--- Begin ---

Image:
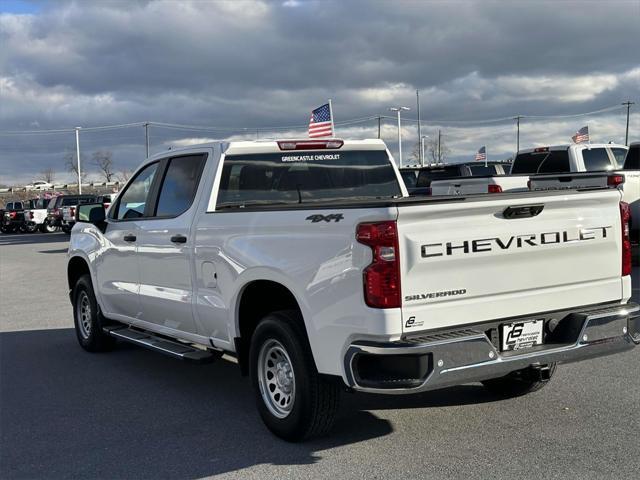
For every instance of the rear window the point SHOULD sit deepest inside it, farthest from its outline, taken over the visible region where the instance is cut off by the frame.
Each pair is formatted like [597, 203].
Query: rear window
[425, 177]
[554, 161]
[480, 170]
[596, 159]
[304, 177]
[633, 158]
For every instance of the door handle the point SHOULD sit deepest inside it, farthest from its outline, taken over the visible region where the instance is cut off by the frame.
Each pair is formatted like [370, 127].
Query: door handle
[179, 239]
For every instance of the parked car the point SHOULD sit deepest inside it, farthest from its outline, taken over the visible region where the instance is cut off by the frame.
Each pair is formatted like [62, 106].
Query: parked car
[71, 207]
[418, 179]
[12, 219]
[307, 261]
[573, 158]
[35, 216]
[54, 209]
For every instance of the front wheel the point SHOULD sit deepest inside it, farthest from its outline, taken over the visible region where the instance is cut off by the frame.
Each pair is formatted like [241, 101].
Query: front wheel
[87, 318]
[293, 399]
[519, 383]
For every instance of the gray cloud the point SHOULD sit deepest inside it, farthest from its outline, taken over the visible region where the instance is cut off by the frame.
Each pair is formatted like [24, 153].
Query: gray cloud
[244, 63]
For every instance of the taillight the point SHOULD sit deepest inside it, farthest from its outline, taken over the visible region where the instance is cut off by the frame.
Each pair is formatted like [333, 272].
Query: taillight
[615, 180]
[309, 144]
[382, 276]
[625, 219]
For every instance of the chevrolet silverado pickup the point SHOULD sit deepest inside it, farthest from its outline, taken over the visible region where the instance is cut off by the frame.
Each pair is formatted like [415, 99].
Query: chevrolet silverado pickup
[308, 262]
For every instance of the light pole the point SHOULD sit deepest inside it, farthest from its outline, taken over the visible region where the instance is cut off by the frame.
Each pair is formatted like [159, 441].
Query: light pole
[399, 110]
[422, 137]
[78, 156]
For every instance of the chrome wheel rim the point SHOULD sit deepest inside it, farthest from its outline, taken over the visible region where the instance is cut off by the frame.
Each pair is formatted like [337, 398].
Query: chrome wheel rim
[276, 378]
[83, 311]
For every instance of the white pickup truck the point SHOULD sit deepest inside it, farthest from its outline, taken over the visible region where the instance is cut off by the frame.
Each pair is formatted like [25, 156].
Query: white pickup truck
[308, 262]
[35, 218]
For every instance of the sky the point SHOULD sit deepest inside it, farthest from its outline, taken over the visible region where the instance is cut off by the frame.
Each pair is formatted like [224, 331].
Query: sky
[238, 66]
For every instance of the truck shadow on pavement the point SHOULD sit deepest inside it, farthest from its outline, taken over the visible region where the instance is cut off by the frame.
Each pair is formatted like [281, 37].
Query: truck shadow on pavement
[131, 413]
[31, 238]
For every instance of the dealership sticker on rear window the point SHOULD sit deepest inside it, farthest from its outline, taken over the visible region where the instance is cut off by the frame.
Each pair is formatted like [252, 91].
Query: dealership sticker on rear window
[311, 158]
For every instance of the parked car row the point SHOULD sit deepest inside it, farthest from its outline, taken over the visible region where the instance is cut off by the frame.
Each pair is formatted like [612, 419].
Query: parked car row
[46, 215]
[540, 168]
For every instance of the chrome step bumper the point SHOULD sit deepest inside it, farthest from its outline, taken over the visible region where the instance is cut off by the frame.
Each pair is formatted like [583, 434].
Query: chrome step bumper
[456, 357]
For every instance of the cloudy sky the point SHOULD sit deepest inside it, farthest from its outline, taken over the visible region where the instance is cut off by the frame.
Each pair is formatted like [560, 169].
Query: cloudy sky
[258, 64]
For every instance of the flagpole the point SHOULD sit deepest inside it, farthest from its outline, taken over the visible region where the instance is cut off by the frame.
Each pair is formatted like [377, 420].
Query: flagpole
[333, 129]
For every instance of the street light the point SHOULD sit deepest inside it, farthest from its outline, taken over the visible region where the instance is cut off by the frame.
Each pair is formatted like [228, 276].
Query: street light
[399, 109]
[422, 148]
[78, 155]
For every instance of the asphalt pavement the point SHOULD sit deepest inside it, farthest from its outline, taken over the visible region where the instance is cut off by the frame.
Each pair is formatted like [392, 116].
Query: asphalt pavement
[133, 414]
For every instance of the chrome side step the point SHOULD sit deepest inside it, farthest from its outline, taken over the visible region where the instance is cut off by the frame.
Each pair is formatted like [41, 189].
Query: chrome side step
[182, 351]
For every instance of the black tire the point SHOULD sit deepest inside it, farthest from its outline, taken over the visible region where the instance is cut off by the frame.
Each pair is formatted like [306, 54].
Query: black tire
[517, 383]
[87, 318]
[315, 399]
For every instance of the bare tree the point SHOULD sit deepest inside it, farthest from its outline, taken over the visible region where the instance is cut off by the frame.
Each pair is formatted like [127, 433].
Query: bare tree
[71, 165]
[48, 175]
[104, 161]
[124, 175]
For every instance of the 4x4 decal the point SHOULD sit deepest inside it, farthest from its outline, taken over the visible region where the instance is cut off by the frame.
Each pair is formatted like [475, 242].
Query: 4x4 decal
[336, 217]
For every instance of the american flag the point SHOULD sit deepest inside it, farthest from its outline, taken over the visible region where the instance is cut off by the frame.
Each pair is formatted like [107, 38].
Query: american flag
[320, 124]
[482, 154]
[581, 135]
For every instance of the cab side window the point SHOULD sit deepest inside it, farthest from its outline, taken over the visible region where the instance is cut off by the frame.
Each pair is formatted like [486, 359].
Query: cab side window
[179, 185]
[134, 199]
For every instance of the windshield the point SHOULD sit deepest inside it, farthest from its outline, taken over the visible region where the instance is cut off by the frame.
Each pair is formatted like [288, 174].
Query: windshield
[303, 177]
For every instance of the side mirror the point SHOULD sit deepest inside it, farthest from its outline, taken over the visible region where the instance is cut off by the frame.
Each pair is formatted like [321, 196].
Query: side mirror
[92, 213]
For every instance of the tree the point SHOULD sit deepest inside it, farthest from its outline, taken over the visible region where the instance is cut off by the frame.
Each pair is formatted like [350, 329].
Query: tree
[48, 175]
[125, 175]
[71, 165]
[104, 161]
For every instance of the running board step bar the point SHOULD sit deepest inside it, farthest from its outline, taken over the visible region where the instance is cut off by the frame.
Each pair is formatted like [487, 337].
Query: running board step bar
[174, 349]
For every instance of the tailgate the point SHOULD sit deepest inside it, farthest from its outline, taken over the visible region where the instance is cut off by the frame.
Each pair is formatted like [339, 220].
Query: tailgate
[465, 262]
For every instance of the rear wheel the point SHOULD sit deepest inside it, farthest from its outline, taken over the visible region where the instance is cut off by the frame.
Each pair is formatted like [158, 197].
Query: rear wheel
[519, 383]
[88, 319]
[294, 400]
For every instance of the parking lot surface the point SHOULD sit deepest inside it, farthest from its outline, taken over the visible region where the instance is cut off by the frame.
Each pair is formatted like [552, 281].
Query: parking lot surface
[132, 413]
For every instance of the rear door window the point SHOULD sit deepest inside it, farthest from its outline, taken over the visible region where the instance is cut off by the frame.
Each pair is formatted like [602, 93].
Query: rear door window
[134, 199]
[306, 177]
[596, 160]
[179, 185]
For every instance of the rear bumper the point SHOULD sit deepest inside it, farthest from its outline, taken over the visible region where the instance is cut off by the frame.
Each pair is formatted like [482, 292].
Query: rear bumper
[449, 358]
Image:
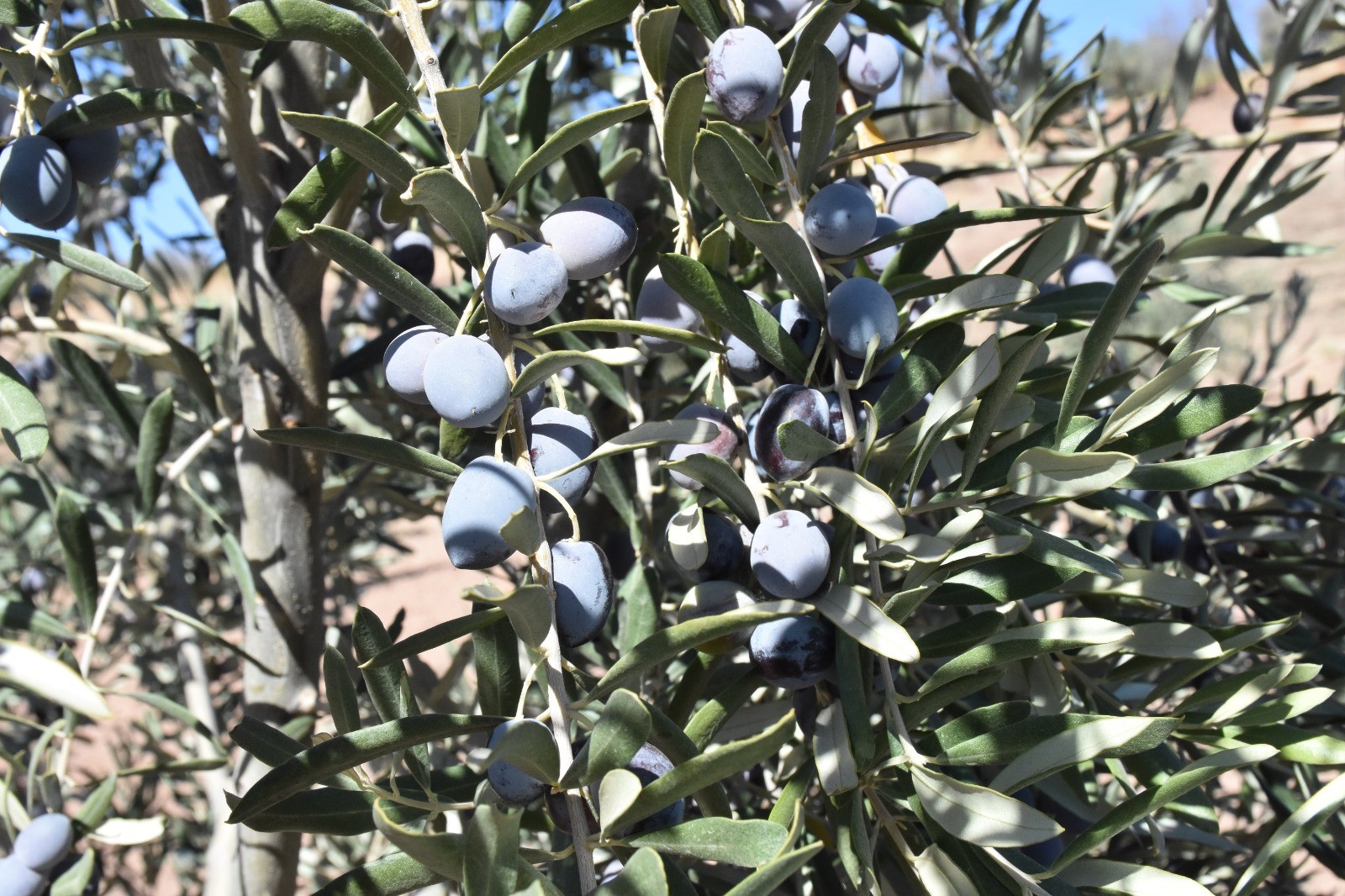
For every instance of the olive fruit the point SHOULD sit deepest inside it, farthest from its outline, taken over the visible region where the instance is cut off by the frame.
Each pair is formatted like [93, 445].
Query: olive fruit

--- End ---

Exercise: Reproduce every line exactly and omit all pictures.

Completed task:
Image:
For every instance of the rear window the point SHOULD sit deepest inside it, farthest from its outline, taken over the visible region where the instance is cut off by the frame.
Each pair is formatted like [597, 203].
Query: rear window
[425, 177]
[554, 161]
[480, 170]
[596, 159]
[304, 177]
[633, 158]
For every instance of the door handle the point SHOULD sit deepest inside it, farthest from its outline, taken over the visible region where the instance is cut off by the frame.
Each pair is formatted like [370, 127].
Query: door handle
[179, 239]
For every instance of the parked car the point SHOULD sit deepest inside it, farthest from its outline, taken over the visible region where the instance is cut off by the frame.
Each pair is formatted like [62, 106].
Query: parked car
[71, 207]
[418, 179]
[12, 219]
[307, 261]
[573, 158]
[35, 216]
[54, 209]
For every instance of the front wheel the point SHOULD sit deepest inside it, farthest from its outline, taken over the visible region where the instance is cut off by the frame.
Each pair is formatted like [241, 101].
Query: front wheel
[87, 318]
[293, 399]
[519, 383]
For every instance of the gray cloud the point SHOULD sit deepest inside it, farthest from its outline, taken over the visible region where the instance is cut off by the frame.
Each pair is formatted like [24, 153].
Query: gray cloud
[244, 63]
For every instance of the taillight the point SHOULD sit deepest inside it, farthest from its outline, taken over the visible region where the instance is cut off by the frame.
Each pair is formatted like [333, 272].
Query: taillight
[615, 180]
[309, 144]
[382, 276]
[625, 219]
For every instance of the chevrolet silverado pickup the point SHOULD sit deepest inside it, farthest from its outline, taken over the visible region where the instance is cut off by the frame.
Each pair is formatted like [415, 99].
Query: chevrolet silverado pickup
[308, 262]
For every instance of the light pole the point SHOULD sit deepest inside it, farthest from its outline, taken over the visible region where the instance is cut off by the frame.
Each pair is formatted like [159, 441].
Query: light pole
[399, 110]
[422, 137]
[78, 156]
For every instance of the chrome wheel rim the point SHOULD sit deepest inside it, farthest from its outline, taken over the visible region where the instance is cut off by the frame.
Each pair is formatted like [337, 398].
Query: chrome wheel rim
[276, 378]
[83, 311]
For every instance of the white pickup truck the point SHOULD sit deepest inside it, farthest from its outline, taken over the visible region where the instance is cut off by the frame.
Each pair is formatted like [25, 156].
Query: white pickup truck
[308, 262]
[35, 218]
For every instance of the sky the point SHOULD sit deepest inside it, farthest from its outline, taken over the visible region where the instance is cut off by the frame.
Each pair is formatted like [224, 331].
Query: sky
[238, 66]
For every instance of the truck shadow on pavement the point SHOULD sit deepest inside it, farthest from its outline, taken over the visible region where the instance is cut off by the frame.
Each pair is formatted like [281, 37].
Query: truck shadow on pavement
[131, 413]
[31, 238]
For every instance of the dealership sticker on rear window the point SHOULD sit deepest inside it, farthest from its outline, taken over the visible region where the instance is cut off by the frame.
Each pair is formatted like [252, 91].
Query: dealership sticker on rear window
[311, 158]
For every instance of the parked car row the point SHOULD sit deepest inside it, farthest from its outline, taken over the visible region where the instance is cut off by the frame.
Each pair is formatted like [612, 419].
Query: parked car row
[46, 215]
[540, 168]
For every instance of the chrome step bumper the point SHOULD sit deepest inside it, farthest from its outline, taken over the visible region where the instance is cut off by the frame.
Each pair is formatted like [583, 434].
Query: chrome step bumper
[456, 357]
For every instance of the cloudy sky the point SHOULD sit deepest inside it, farthest from its outline, taken over the visible region where the instance is cut off by the frame.
Each pair is formatted like [560, 169].
Query: cloudy sky
[258, 64]
For every instance of the flagpole the point SHOULD sit deepest inside it, farthest from its outline, taken over the visible region where the instance is cut off by the frame.
Each pair is formatted like [377, 420].
Query: flagpole
[333, 129]
For every instance of the street light the point SHOULD sit deepest inside it, farthest from its outline, taken over the visible region where the instance is cut off by the frame.
Each pair is formatted like [228, 276].
Query: street light
[399, 109]
[422, 148]
[78, 155]
For every instance of the asphalt pavement the point SHOULD sit deepest inside it, farthest from its outline, taken over the visible region where the instance is cut off by the frame.
Each pair is formatted like [392, 116].
Query: asphalt pavement
[133, 414]
For every instance of the chrome side step the point SHOULD sit deepest inside it, farthest from its outline, taken over the visible region where the instance is cut off by the frame.
Each pair is formatted like [41, 189].
Query: chrome side step
[182, 351]
For every instance of the black tire the point SHOULD sit deepest inside it, farthest from its outline, taken over the visible region where the instance is cut off by the frame.
Each pair is formatted like [306, 54].
Query: black tire
[517, 383]
[87, 318]
[315, 399]
For every instance of the bare tree the point SHOULD sit deepest inside it, farthest from its outline, taken over the visible region where the instance is cut off by the frame.
Each pair is formatted like [127, 433].
Query: bare tree
[71, 165]
[48, 175]
[104, 161]
[124, 175]
For every instance of the 4x4 decal the point SHOULD sit deepest inside it, farthest from its outline, taken over the visible region where the instance is cut off by the frame.
Each pair is formatted like [475, 242].
Query: 4x4 decal
[336, 217]
For every instance of the american flag the point SHOULD sit deepest inside it, farthest from its outline, taken over the visible region where the instance is cut off by the frame.
Each pair is formatted like [107, 38].
Query: american flag
[320, 124]
[482, 154]
[581, 135]
For every instance of the cab side window the point SHOULD sit deepest inside it, farthest from its outline, taken over the visible region where the instance is cut off by the frame.
Each pair is formatted like [486, 359].
Query: cab side window
[179, 185]
[134, 199]
For every instance of the windshield the point SHOULD sit deepest inside it, farthest from its outline, taken over the visible region where the instance is cut off by the frame.
Each pair is formatted like [288, 174].
Query: windshield
[303, 177]
For every instance of the side mirror the point SHOULD sit deepest inside it, farthest from its outline, taken over the visible region where the instance is cut off by the frame.
Each pair is formatted like [321, 196].
Query: side mirror
[92, 213]
For every instance of the tree the point SHOULD sit deepest inside it, farthest from its outline, taken over the visible region where the instance is cut off by the frame.
Each pair is formatted like [350, 329].
Query: tree
[48, 175]
[125, 175]
[71, 165]
[104, 161]
For every instance of the running board step bar the point SHOULD sit deepest inside it, farthest from its outline, taken over the visible region where the instance is cut off by the frame.
Each pair is formatted like [487, 337].
Query: running board step bar
[174, 349]
For every instance of the tailgate the point SHOULD sit deepest inside it, farthest from its outline, taken over the visible region where the instance is cut off by the frame.
Each pair is formatted like [339, 220].
Query: tailgate
[465, 262]
For every instance of the rear wheel the point SHOULD sit deepest inside it, farthest from its outline, taken over the visible region where the instance is cut off by the frame.
Each pair is formatted like [158, 197].
Query: rear wheel
[519, 383]
[88, 319]
[294, 400]
For every instance of the parking lot surface the point SHOULD sit deepest inside it, farthest from its outline, taken over the visible region where the instance is cut off by the frame.
Each pair is formatted like [552, 281].
Query: parking lot surface
[132, 413]
For every instance of the rear door window the point SHOULD sit deepest inside it, farthest from its outline, taken over the visible region where the instance is cut off by the frame.
Each pair is formatted like [602, 93].
Query: rear door window
[134, 199]
[306, 177]
[596, 160]
[179, 185]
For every instance of the rear bumper the point SHOULD sit deepest inside it, farthest from its outline, taken over the visible region where the instance is cut off by the frame.
Each pair is formatted like [482, 292].
Query: rear bumper
[449, 358]
Image:
For every instance of the olive fruit the point SHOULD sit deepest inside it, farthest from its outline, taken over the visible region where the instance is cut off by the frame.
Each pair is formatted like [93, 445].
Query: olive fruit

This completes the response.